> Goal of the exercise:
Copy every line from the rows below that contains the word "positive", leaving out all other lines.
The records Block Start
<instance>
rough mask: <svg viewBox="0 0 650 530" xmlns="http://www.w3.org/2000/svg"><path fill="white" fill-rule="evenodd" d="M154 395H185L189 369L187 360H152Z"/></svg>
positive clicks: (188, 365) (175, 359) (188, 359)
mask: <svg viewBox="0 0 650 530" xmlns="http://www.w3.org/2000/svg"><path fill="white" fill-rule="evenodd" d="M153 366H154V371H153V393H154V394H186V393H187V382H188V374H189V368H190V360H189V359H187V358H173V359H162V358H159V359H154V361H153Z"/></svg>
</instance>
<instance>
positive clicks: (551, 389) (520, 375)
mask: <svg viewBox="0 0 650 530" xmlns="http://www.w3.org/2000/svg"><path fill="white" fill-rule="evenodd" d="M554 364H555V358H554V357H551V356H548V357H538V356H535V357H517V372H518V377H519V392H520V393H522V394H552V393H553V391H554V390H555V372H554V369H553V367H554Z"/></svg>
The records Block End
The records Block Start
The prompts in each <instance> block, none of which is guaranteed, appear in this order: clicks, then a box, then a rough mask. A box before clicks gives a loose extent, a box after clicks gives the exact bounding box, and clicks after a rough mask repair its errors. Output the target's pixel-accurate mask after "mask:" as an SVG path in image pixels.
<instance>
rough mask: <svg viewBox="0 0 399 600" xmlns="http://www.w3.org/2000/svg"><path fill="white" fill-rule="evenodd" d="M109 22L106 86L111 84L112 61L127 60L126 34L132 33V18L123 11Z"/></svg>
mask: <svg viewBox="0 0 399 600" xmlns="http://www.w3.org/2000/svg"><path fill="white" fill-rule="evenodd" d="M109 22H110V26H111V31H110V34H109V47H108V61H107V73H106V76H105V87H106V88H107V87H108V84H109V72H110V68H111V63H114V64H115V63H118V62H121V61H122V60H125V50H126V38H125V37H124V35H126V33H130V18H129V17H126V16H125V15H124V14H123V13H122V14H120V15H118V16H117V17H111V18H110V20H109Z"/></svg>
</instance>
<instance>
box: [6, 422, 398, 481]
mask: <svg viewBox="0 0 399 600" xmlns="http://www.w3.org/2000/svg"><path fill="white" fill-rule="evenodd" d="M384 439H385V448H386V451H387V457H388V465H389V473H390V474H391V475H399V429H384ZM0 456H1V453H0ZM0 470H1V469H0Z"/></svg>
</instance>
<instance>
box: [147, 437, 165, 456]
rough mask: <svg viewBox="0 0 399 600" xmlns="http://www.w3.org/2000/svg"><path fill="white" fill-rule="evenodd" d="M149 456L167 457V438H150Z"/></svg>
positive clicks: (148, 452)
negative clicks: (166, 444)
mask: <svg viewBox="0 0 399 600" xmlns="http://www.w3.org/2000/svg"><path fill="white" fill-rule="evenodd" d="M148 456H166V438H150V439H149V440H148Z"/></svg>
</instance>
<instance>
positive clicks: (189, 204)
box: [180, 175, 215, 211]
The records Block End
> Written solution:
positive clicks: (188, 365) (175, 359) (188, 359)
positive clicks: (551, 389) (520, 375)
positive clicks: (148, 452)
positive clicks: (189, 204)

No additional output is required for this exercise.